======== Texte source ========

Psychiatrie : vers des soins chez soi et malgré soi

« Libération » s’est procuré un projet de loi qui prévoit la possibilité de forcer un patient à suivre un traitement, même hors de l’hôpital

Publié le 3 avril 2010 sur OSIBouaké.org

Libération - 02/04/2010 - Par Eric Favereau

C’est un changement profond touchant aux règles du placement en hôpital psychiatrique que le gouvernement s’apprête à proposer. Dans un projet de loi que Libération a pu se procurer (à télécharger en bas de cette page), il entend donner un cadre législatif aux soins obligatoires, y compris quand le patient n’est pas hospitalisé.

Loin d’être anodine, la question des soins forcés divise le milieu de la psychiatrie. Bon nombre d’associations de parents y sont plutôt favorables, les familles se plaignant souvent de l’abandon dans lequel elles sont laissées quand leur enfant refuse de se soigner ou de prendre son traitement. Ce projet de loi a tranché, en prenant le parti des soins sans consentement hors hôpital.

Vocabulaire. Comme souvent, c’est après un fait divers que Nicolas Sarkozy a lancé la machine législative. En l’occurrence après l’assassinat, le 12 novembre 2008, d’un jeune étudiant dans les rues de Grenoble par un malade qui avait fugué de l’hôpital psychiatrique de Saint-Egrève. En décembre de la même année, le Président avait insisté sur l’urgence d’accroître la sécurité dans ces établissements, parlant de chambres d’isolement et de vidéosurveillance. Au passage, il demandait une réforme des règles de l’hospitalisation.

========

◆ Activités ◆
a) Relevez toutes les dates complètes (jour, mois et année) qui figurent dans le texte sur la psychiatrie.
b) Recopiez mot pour mot le passage du texte sur la psychiatrie qui va de « Libération - 02/04/2010 » jusqu'à « n’est pas hospitalisé. » inclus.

======== Données disponibles ========

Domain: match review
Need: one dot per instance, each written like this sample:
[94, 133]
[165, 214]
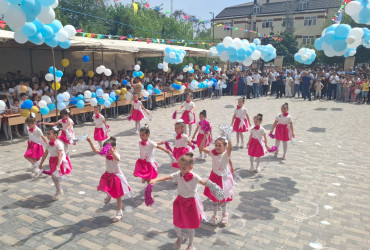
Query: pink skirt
[185, 213]
[237, 127]
[99, 134]
[137, 115]
[255, 148]
[177, 153]
[111, 184]
[64, 170]
[200, 139]
[282, 132]
[186, 118]
[34, 151]
[145, 170]
[218, 180]
[63, 137]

========

◆ Corrigé ◆
a)
3 avril 2010
02/04/2010
12 novembre 2008

b)
Libération - 02/04/2010 - Par Eric Favereau

C’est un changement profond touchant aux règles du placement en hôpital psychiatrique que le gouvernement s’apprête à proposer. Dans un projet de loi que Libération a pu se procurer (à télécharger en bas de cette page), il entend donner un cadre législatif aux soins obligatoires, y compris quand le patient n’est pas hospitalisé.